Sólo los mejores relatos clásicos de miedo están presentes en esta colección en cuidadas ediciones, de modo que su lenguaje sea accesible para chicos y jóvenes.
En este segundo volumen de la serie Terror de Antología está incluido W. W. Jacobs con el ya clásico relato “La pata de mono”, Ambrose Bierce con su genial cuento “El suceso del puente del río del Búho”, Edgar Allan Poe con “El gato negro”, Horacio Quiroga con “La gallina degollada”, Guy de Maupassant con “El Horla” y Charles Dickens con “La historia de los duendes que secuestraron a un enterrador”. Además, me he permitido incluir uno de mis cuentos más leídos: “Las bestias diminutas”, el cual fue llevado al teatro con gran éxito.

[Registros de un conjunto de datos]
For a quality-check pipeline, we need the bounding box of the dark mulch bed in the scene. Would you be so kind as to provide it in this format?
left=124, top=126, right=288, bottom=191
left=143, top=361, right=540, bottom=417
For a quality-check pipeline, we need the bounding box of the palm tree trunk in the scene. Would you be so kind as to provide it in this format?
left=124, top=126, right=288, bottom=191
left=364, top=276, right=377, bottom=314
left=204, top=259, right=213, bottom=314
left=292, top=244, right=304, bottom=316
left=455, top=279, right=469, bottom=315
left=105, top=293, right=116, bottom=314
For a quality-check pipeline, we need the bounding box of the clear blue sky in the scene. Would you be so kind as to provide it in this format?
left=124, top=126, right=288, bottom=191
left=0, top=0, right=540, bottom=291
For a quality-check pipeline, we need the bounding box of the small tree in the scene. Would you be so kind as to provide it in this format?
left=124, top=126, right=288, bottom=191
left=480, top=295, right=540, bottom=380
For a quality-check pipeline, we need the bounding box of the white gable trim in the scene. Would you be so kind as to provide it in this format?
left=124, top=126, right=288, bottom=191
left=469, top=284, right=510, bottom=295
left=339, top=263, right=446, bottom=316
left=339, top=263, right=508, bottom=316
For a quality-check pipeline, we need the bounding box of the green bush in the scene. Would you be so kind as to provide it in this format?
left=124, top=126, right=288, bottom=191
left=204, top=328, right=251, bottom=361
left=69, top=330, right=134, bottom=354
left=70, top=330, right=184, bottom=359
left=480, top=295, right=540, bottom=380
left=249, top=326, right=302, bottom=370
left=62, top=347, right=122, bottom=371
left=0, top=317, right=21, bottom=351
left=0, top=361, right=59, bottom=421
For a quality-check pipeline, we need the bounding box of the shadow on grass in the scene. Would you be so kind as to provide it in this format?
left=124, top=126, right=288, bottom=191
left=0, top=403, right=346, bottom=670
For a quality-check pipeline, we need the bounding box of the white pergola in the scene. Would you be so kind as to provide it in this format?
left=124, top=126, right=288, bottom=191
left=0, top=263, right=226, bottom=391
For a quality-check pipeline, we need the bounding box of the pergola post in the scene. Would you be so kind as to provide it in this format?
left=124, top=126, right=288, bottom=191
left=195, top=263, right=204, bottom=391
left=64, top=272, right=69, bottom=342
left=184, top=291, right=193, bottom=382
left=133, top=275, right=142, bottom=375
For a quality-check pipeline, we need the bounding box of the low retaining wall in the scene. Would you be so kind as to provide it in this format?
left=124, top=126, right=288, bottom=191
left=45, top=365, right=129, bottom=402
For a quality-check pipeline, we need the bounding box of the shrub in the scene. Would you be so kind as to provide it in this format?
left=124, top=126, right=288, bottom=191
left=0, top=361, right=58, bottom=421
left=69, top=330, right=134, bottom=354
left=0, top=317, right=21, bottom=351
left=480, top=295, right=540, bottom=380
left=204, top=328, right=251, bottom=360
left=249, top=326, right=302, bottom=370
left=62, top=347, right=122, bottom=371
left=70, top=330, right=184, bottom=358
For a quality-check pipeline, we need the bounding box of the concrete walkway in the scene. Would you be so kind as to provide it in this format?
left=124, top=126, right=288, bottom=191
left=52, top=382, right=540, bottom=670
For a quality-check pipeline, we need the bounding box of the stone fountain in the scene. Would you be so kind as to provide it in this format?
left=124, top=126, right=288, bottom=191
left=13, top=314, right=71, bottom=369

Requisitos del problema:
Indique si cada afirmación concuerda con la reseña de la colección de relatos de terror y responda sí o no, citando literalmente las palabras de la reseña que lo deciden.
1. El volumen incluye un cuento de Edgar Allan Poe.
2. Se trata del primer volumen de la serie Terror de Antología.
3. «Las bestias diminutas» fue adaptado al cine.
Estos registros provienen de una fuente distinta.

Solución escrita:
1. Sí: «Edgar Allan Poe con “El gato negro”».
2. No: «En este segundo volumen de la serie Terror de Antología».
3. No: «el cual fue llevado al teatro con gran éxito».